Data extracted from a collection:
- - -

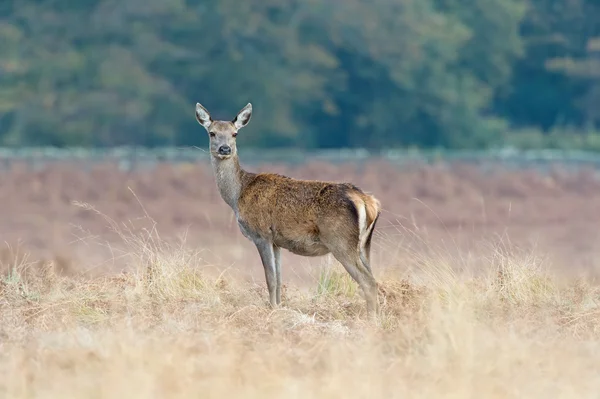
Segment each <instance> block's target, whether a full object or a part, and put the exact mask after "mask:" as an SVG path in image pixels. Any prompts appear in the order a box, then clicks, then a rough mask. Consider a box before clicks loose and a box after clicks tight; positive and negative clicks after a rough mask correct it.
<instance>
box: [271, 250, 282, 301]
mask: <svg viewBox="0 0 600 399" xmlns="http://www.w3.org/2000/svg"><path fill="white" fill-rule="evenodd" d="M273 254H274V256H275V277H276V278H275V280H276V282H277V289H276V291H275V300H276V302H277V305H280V304H281V248H279V247H278V246H273Z"/></svg>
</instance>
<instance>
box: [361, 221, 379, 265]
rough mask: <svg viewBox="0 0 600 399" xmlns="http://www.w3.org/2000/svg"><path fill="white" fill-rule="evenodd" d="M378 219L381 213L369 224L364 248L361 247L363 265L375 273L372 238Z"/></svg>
mask: <svg viewBox="0 0 600 399" xmlns="http://www.w3.org/2000/svg"><path fill="white" fill-rule="evenodd" d="M378 219H379V215H377V217H375V220H373V223H371V226H369V230H368V231H367V235H366V237H365V241H364V244H363V245H362V248H359V251H360V260H361V261H362V263H363V265H364V266H365V267H366V268H367V269H369V272H371V274H373V270H372V269H371V240H372V238H373V232H374V231H375V225H376V224H377V220H378Z"/></svg>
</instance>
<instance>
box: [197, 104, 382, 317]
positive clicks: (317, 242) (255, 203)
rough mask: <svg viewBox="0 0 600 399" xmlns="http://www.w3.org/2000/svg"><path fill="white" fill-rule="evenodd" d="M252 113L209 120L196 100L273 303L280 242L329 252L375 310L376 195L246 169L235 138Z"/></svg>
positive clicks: (376, 217)
mask: <svg viewBox="0 0 600 399" xmlns="http://www.w3.org/2000/svg"><path fill="white" fill-rule="evenodd" d="M251 115H252V106H251V105H250V104H248V105H247V106H246V107H244V108H243V109H242V110H241V111H240V112H239V113H238V115H237V116H236V118H235V119H234V120H233V121H232V122H226V121H213V120H212V118H211V117H210V115H209V114H208V111H206V109H205V108H204V107H202V106H201V105H200V104H197V105H196V119H197V120H198V122H199V123H200V124H201V125H202V126H204V127H205V128H206V130H207V131H208V132H209V135H210V138H211V139H210V150H211V161H212V164H213V168H214V170H215V177H216V180H217V186H218V188H219V192H220V194H221V197H222V198H223V200H224V201H225V202H226V203H227V204H229V206H231V208H232V209H233V211H234V212H235V214H236V217H237V220H238V225H239V227H240V230H241V232H242V234H244V236H246V237H247V238H248V239H250V240H252V241H253V242H254V244H255V245H256V248H257V249H258V252H259V254H260V257H261V260H262V263H263V266H264V269H265V278H266V280H267V286H268V288H269V299H270V303H271V305H272V306H276V305H279V303H280V302H281V292H280V291H281V270H280V269H281V258H280V249H281V248H284V249H287V250H289V251H290V252H292V253H294V254H298V255H302V256H321V255H326V254H328V253H332V254H333V256H334V257H335V258H336V259H337V260H338V261H339V262H340V263H341V264H342V265H343V266H344V268H345V269H346V271H348V273H349V274H350V275H351V276H352V278H353V279H354V280H355V281H356V282H357V283H358V284H359V285H360V287H361V289H362V290H363V292H364V294H365V297H366V301H367V311H368V313H369V314H370V315H374V314H376V313H378V309H379V305H378V302H377V282H376V280H375V278H374V277H373V274H372V272H371V266H370V256H369V252H370V248H371V239H372V234H373V231H374V227H375V223H376V221H377V219H378V217H379V214H380V211H381V205H380V203H379V201H378V200H377V199H376V198H375V197H374V196H372V195H370V194H366V193H364V192H363V191H362V190H361V189H359V188H358V187H356V186H354V185H353V184H350V183H334V182H325V181H312V180H299V179H293V178H290V177H286V176H281V175H278V174H273V173H260V174H256V173H250V172H246V171H244V170H243V169H242V168H241V167H240V165H239V159H238V155H237V147H236V140H235V137H236V136H237V131H238V130H239V129H240V128H242V127H244V126H246V124H247V123H248V122H249V120H250V117H251Z"/></svg>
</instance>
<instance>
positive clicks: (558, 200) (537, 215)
mask: <svg viewBox="0 0 600 399" xmlns="http://www.w3.org/2000/svg"><path fill="white" fill-rule="evenodd" d="M242 158H243V156H242ZM247 168H248V169H249V170H254V171H256V170H259V171H266V170H268V171H275V172H279V173H284V174H288V175H290V176H293V177H299V178H308V179H326V180H337V181H351V182H353V183H355V184H356V185H358V186H359V187H361V188H363V189H365V190H366V191H370V192H373V193H374V194H375V195H376V196H377V198H379V199H380V200H381V203H382V207H383V212H382V215H381V218H380V221H379V222H378V228H377V230H378V233H376V236H375V239H374V241H373V245H374V248H373V252H374V254H373V257H374V260H373V267H374V270H380V269H381V268H382V267H385V266H386V264H387V263H389V262H388V260H387V259H386V258H389V255H388V253H389V251H393V252H394V254H395V256H397V257H398V256H402V255H406V253H407V251H409V252H412V251H418V250H419V249H424V248H423V240H427V242H428V247H430V246H431V244H432V243H434V244H435V245H436V246H439V247H443V248H444V250H445V251H466V250H469V249H472V248H473V245H474V244H475V245H479V244H480V243H481V241H482V240H483V241H488V242H490V241H491V242H494V243H496V242H498V240H506V239H507V238H509V239H510V241H511V243H512V244H518V245H519V246H521V247H528V248H529V247H535V248H537V250H538V251H539V252H540V253H542V254H545V255H548V256H549V258H550V259H551V261H552V266H556V267H557V268H559V269H569V272H572V271H573V270H575V271H577V272H578V273H579V272H582V273H595V270H596V267H597V261H596V260H595V259H596V258H597V251H596V247H597V245H596V244H597V242H598V238H599V235H598V226H599V225H600V180H598V179H597V178H596V177H595V175H594V173H593V172H592V171H590V170H582V171H579V172H567V169H566V168H564V167H561V166H557V167H556V168H555V169H554V170H552V171H551V172H550V173H547V174H541V173H538V172H535V171H531V170H530V171H511V170H507V169H502V168H499V167H496V168H493V169H492V170H491V171H490V172H487V173H483V172H481V171H480V170H479V169H478V168H476V167H474V166H467V165H454V166H445V165H433V166H418V167H417V166H405V167H402V168H400V167H398V166H394V165H391V164H389V163H386V162H382V161H381V162H380V161H371V162H368V163H366V164H364V165H354V164H340V165H334V164H328V163H324V162H310V163H307V164H304V165H301V166H297V167H291V166H286V165H262V166H260V165H259V166H254V165H248V166H247ZM0 197H1V198H0V203H1V204H2V206H1V207H0V220H2V223H1V224H0V237H2V241H4V242H6V243H8V244H9V245H10V246H11V248H12V249H11V250H12V251H16V250H17V249H18V250H19V251H21V252H23V251H25V252H27V253H29V254H30V255H31V256H33V257H35V258H43V259H53V258H55V257H60V258H61V262H63V263H65V267H67V266H68V265H67V263H72V264H76V265H78V266H77V267H81V266H83V267H85V268H87V269H93V271H94V273H99V274H103V273H105V272H106V271H113V270H118V269H120V268H122V266H123V263H122V262H121V261H120V258H119V256H120V253H119V251H120V249H121V247H120V246H121V240H120V238H119V237H116V236H115V235H114V234H112V233H111V232H110V231H109V230H108V229H107V228H106V226H107V221H106V220H105V218H103V217H101V216H99V215H97V214H96V213H94V212H90V211H89V210H86V209H84V208H85V207H82V206H81V205H77V204H75V202H78V203H80V204H89V205H91V206H93V207H94V208H96V209H97V210H98V211H99V212H101V213H102V214H105V215H107V216H108V217H110V218H111V219H113V220H115V221H118V223H119V224H122V225H127V226H128V228H131V229H134V230H135V229H140V228H153V227H156V228H157V229H158V231H160V233H161V235H162V237H163V238H165V239H173V238H181V237H183V236H185V240H186V242H187V245H189V246H190V247H193V248H197V249H202V250H203V251H204V253H203V255H204V257H205V258H206V259H207V260H208V261H209V262H212V263H216V264H220V265H227V266H231V267H233V268H235V269H239V270H240V271H244V272H248V273H249V274H251V275H253V276H256V277H257V278H263V277H262V266H261V264H260V261H259V260H258V256H257V255H256V254H255V253H254V252H255V248H254V247H253V245H252V243H250V242H249V241H248V240H246V239H245V238H244V237H243V236H242V235H241V233H240V232H239V229H238V227H237V225H236V223H235V220H234V219H233V216H232V215H233V213H232V212H231V210H230V209H229V208H228V207H227V205H226V204H224V203H223V201H222V200H221V198H220V197H219V194H218V191H217V189H216V185H215V182H214V178H213V176H212V170H211V169H210V165H209V164H208V163H205V164H204V163H203V164H183V165H169V164H159V165H158V166H157V167H156V168H147V169H143V168H142V169H140V170H137V171H133V172H123V171H120V170H119V169H118V168H117V166H116V165H114V164H100V165H96V166H90V165H85V164H84V165H81V164H74V163H67V162H64V163H60V164H55V165H52V166H49V167H45V168H43V169H42V170H39V171H34V170H32V169H29V168H26V167H24V165H16V166H14V167H13V169H12V170H11V171H8V172H3V173H2V175H1V177H0ZM148 216H149V217H150V218H151V219H152V220H150V219H149V218H148ZM98 243H104V245H103V246H100V245H98ZM6 250H7V249H4V251H6ZM249 253H251V254H252V256H247V255H248V254H249ZM255 255H256V256H255ZM283 257H284V264H285V265H286V269H287V272H286V275H287V276H288V277H286V279H288V278H290V277H293V274H298V275H299V276H306V271H305V269H306V268H307V267H308V268H309V269H310V268H311V267H313V266H314V265H315V264H318V263H319V262H320V261H319V260H307V259H306V258H304V259H302V258H300V257H297V256H292V255H289V254H287V253H285V252H284V254H283ZM77 267H76V268H77ZM290 269H292V270H294V272H293V273H290V272H289V270H290Z"/></svg>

- - -

§ Task description: Exactly as they appear, please return only the lines from the first line of the records through the line containing "box: [361, 221, 379, 265]", both included, leaving out all pictures.

§ Response to this exercise:
Segment each <instance> block's target, whether a full object or a part, and put the exact mask after "mask:" as an SVG path in image pixels. Any prompts appear in the order a box, then clicks, then a rough mask. Consider a box before clicks loose and a box after clicks tight; positive and negative clicks after a rough mask correct it.
<instance>
box: [271, 250, 282, 301]
mask: <svg viewBox="0 0 600 399" xmlns="http://www.w3.org/2000/svg"><path fill="white" fill-rule="evenodd" d="M273 254H274V256H275V277H276V278H275V280H276V282H277V289H276V291H275V300H276V302H277V305H280V304H281V248H279V247H278V246H273Z"/></svg>
</instance>
<instance>
box: [361, 221, 379, 265]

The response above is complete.